● What to work on
Include in the output the line containing "the white canvas" and each subsequent line of the records, through the end, transcribed exactly. Add nothing else.

***

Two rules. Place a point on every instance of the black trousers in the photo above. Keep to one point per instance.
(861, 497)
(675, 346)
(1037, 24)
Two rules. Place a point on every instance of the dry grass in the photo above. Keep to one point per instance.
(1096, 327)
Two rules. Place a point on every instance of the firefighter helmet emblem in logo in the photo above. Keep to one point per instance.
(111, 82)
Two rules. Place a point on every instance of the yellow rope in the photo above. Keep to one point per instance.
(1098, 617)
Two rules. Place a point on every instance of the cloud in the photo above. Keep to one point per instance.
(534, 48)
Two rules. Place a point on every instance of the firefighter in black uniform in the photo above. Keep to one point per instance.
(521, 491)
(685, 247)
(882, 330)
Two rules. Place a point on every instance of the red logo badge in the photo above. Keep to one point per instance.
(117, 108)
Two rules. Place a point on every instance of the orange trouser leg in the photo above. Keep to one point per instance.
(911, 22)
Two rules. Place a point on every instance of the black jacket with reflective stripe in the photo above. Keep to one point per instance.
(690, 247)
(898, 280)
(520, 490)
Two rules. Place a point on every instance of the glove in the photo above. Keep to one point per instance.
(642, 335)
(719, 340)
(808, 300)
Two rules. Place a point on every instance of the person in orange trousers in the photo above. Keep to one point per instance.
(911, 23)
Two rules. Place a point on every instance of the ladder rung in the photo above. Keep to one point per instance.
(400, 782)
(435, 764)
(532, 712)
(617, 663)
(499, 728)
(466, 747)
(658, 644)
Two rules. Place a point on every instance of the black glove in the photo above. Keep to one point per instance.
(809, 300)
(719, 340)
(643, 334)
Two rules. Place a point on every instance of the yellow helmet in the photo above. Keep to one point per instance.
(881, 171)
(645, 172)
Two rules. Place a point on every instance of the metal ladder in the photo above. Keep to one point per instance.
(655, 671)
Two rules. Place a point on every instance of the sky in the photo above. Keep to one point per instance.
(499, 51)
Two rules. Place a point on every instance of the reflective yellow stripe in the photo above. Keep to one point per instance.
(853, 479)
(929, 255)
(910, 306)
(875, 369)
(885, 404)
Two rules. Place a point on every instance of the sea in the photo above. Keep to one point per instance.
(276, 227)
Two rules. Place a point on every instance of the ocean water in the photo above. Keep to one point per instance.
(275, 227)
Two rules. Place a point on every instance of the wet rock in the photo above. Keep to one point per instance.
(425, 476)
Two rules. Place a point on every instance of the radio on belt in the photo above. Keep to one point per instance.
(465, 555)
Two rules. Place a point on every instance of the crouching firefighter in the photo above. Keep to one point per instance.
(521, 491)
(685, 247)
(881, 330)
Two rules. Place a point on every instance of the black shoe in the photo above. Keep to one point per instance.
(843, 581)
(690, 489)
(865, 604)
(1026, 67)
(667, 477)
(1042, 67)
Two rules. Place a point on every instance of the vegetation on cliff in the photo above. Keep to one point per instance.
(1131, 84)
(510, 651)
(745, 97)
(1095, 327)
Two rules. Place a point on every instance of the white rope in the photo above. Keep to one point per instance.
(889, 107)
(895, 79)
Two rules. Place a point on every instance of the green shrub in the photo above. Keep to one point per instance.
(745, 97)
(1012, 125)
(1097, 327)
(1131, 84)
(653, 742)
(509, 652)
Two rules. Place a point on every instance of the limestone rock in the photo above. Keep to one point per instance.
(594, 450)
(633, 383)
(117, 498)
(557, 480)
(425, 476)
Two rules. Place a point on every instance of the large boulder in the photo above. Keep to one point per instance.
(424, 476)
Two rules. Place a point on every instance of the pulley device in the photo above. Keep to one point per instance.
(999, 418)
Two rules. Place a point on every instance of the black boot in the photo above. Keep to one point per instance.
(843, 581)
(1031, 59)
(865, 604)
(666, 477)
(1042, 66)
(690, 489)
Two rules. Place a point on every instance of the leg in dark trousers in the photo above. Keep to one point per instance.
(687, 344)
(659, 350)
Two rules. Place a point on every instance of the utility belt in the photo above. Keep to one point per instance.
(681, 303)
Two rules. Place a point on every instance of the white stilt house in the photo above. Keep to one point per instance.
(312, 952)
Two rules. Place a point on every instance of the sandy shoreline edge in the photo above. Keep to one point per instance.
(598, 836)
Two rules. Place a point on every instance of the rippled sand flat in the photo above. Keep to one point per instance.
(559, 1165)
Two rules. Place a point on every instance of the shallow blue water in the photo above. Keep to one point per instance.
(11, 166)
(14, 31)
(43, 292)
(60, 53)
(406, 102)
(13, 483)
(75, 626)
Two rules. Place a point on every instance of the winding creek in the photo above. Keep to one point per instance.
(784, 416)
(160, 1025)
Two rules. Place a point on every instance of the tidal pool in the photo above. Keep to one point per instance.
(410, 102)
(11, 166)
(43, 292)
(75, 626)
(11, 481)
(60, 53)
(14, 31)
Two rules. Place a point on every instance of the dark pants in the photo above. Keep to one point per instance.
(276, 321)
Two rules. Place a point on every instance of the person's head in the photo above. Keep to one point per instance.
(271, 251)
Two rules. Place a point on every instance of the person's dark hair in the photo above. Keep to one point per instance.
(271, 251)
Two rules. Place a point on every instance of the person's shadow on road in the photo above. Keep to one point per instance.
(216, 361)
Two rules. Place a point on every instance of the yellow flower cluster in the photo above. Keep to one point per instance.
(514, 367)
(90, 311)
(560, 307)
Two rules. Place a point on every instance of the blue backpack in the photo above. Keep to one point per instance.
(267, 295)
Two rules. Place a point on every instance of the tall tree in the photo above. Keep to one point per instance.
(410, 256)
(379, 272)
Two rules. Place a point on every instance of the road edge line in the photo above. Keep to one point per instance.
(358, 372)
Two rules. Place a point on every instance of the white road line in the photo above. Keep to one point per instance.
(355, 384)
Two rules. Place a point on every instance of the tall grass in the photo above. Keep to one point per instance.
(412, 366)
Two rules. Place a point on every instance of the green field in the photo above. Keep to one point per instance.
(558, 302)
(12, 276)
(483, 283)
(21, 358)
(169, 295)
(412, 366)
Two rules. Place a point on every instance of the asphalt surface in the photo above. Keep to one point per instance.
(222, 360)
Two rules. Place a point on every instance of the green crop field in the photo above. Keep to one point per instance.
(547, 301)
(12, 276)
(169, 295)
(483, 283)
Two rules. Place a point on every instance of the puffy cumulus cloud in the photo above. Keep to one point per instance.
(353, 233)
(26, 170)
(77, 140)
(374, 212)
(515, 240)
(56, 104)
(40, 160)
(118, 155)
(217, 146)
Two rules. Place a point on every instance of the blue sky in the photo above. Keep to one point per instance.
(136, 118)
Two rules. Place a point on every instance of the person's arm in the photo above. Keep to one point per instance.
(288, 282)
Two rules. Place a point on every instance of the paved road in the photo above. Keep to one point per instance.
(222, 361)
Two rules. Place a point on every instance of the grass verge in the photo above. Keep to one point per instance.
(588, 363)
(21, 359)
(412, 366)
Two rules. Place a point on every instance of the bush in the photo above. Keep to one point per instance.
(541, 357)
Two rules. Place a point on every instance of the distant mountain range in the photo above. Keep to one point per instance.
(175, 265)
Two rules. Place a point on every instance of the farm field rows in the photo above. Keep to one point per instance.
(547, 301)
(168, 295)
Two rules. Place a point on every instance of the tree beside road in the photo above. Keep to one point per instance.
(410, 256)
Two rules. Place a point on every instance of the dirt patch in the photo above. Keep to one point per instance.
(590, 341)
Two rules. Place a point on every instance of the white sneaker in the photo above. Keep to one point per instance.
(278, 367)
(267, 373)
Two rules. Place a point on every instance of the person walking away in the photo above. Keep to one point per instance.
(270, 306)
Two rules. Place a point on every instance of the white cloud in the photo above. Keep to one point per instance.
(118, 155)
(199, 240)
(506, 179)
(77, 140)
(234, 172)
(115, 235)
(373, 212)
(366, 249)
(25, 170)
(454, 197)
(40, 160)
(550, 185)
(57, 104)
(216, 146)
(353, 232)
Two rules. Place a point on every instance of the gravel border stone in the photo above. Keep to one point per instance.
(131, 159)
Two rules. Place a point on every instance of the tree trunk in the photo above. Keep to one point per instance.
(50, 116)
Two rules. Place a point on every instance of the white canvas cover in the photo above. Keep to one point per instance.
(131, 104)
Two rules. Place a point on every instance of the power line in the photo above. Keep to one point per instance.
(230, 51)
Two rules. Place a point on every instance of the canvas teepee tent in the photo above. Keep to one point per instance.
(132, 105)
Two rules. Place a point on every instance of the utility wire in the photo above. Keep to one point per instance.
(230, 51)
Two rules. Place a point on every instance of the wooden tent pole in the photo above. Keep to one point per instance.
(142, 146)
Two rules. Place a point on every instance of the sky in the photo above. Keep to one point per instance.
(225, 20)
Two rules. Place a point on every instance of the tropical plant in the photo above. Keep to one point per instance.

***

● Exercise solution
Two rules. Place a point on every instance of the white canvas cover in the photo above. Keep to one point per instance.
(131, 104)
Two rules. Place a point on every instance of the power line in the photo above. Keep to one point per instance.
(230, 51)
Two rules. Place a point on every instance of the canvas teepee tent in the photo above. Keep to one point per instance.
(132, 105)
Two rules. Place a point on every instance of the utility wire in the photo above. Keep to one point per instance.
(230, 51)
Two rules. Place a point on every instance of the wooden tent pole in the photo above. Keep to one point per instance.
(142, 146)
Two rules. Place a point on every instance of the sky in the photo above. Keep to one point per instance.
(225, 20)
Two rules. Place a point on every instance of the tropical plant in the photo above. Keep to one point per instance.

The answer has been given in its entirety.